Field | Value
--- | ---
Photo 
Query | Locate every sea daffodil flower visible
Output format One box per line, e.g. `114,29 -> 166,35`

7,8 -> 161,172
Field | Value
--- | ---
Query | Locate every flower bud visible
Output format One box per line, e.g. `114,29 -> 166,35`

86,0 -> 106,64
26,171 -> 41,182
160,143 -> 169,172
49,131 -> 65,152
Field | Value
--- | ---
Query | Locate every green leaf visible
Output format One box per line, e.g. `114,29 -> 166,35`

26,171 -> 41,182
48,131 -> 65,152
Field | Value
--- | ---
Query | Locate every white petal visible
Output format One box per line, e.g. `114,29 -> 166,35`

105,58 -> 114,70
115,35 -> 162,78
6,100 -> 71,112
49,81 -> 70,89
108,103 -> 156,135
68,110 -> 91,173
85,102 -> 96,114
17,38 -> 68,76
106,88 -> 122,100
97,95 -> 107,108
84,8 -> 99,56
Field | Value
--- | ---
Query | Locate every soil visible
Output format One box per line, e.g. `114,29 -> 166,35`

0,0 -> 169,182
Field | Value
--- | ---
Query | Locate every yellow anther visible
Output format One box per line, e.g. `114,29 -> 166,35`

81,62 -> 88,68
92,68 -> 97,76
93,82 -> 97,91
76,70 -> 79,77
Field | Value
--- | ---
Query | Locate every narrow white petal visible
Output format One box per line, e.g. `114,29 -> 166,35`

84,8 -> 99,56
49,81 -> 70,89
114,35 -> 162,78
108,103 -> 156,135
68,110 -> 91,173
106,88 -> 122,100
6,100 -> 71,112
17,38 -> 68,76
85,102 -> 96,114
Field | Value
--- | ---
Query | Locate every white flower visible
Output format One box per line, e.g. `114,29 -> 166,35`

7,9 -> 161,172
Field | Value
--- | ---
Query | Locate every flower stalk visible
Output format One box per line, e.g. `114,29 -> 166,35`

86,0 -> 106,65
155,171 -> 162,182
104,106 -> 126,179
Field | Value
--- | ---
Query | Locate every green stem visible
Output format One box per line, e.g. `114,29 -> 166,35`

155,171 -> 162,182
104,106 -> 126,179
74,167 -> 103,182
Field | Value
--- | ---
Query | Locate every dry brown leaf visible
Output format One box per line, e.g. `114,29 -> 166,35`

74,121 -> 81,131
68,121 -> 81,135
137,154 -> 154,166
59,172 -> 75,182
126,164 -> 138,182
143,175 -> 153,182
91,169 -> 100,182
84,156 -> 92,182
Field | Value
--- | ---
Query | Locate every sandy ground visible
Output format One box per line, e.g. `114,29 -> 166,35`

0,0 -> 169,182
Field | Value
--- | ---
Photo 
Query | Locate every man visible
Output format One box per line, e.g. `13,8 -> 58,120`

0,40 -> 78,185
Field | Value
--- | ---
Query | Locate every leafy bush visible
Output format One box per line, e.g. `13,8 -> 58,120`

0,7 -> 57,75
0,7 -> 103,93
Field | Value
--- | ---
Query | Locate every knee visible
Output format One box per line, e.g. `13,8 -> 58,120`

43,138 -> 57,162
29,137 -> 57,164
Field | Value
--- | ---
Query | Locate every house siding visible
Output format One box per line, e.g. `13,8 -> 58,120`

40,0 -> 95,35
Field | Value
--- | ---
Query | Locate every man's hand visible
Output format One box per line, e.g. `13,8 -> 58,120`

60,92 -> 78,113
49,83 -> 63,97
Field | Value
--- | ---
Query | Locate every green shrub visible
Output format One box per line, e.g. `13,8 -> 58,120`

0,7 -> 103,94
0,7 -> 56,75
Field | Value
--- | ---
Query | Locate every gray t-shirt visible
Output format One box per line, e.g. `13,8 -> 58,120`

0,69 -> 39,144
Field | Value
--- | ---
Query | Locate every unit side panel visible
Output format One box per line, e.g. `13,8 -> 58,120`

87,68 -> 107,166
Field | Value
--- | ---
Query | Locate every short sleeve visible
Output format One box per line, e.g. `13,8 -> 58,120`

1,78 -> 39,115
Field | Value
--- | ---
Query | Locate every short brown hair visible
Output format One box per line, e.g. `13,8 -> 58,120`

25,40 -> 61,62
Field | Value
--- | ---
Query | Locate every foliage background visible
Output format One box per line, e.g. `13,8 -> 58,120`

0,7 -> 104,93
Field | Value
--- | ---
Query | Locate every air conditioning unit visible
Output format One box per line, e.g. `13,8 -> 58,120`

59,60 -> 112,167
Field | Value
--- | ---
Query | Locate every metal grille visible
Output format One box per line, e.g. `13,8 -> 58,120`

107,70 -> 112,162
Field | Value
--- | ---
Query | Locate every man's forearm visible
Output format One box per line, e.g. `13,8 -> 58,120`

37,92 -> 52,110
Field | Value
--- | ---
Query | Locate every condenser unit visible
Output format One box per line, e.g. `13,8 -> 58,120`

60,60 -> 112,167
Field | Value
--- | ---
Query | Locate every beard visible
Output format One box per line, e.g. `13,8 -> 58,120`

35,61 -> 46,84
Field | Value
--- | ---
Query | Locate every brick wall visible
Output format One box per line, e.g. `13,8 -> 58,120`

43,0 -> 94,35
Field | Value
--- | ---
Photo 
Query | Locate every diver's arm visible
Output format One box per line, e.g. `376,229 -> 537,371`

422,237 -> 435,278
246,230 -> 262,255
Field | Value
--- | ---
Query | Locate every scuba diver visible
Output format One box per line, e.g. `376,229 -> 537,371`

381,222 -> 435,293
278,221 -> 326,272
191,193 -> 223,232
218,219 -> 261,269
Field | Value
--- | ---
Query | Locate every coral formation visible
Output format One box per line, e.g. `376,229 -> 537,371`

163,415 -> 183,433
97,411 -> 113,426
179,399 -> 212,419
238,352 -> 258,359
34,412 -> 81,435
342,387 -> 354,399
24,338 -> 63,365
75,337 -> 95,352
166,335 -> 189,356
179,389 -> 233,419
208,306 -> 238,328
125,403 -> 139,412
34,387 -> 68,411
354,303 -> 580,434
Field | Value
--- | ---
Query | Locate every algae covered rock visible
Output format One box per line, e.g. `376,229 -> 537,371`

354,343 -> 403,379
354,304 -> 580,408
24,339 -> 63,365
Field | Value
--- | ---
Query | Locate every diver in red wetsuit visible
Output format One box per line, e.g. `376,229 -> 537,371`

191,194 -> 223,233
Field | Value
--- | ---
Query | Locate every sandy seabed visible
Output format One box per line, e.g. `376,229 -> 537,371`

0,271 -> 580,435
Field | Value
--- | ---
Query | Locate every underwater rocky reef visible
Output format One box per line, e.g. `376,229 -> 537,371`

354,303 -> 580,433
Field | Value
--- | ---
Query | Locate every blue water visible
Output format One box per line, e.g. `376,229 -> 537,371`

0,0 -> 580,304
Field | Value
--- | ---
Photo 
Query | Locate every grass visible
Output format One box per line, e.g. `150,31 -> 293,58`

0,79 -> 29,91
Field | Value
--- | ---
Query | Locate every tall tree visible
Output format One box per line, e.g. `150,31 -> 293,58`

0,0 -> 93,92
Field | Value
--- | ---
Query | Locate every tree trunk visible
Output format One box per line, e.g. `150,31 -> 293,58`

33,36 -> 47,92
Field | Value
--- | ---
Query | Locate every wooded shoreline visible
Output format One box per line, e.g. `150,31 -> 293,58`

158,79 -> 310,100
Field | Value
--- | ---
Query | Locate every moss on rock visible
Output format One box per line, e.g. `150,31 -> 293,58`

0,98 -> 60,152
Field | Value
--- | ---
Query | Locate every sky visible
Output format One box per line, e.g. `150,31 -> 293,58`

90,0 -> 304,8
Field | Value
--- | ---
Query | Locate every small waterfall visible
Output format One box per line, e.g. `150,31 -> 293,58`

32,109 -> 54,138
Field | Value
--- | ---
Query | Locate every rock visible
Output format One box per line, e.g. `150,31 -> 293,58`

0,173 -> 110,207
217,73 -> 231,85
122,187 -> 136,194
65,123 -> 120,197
§ §
Turn the item lines above, starting at the very first line and stopping after the one that contains "49,131 -> 65,152", into a numbered list, and skip any blank lines.

=== Written response ===
1. Field | Value
2. --- | ---
3. Photo 
4. Query | Locate every sea daffodil flower visible
5. Output format One box per line, e.g. `114,29 -> 166,35`
6. 7,8 -> 161,172
7. Field | Value
8. --- | ---
9. Query | Locate every flower bud visible
10. Output format One box per line, e.g. `114,29 -> 166,35`
11. 86,0 -> 106,64
12. 26,171 -> 41,182
13. 160,143 -> 169,172
14. 49,131 -> 65,152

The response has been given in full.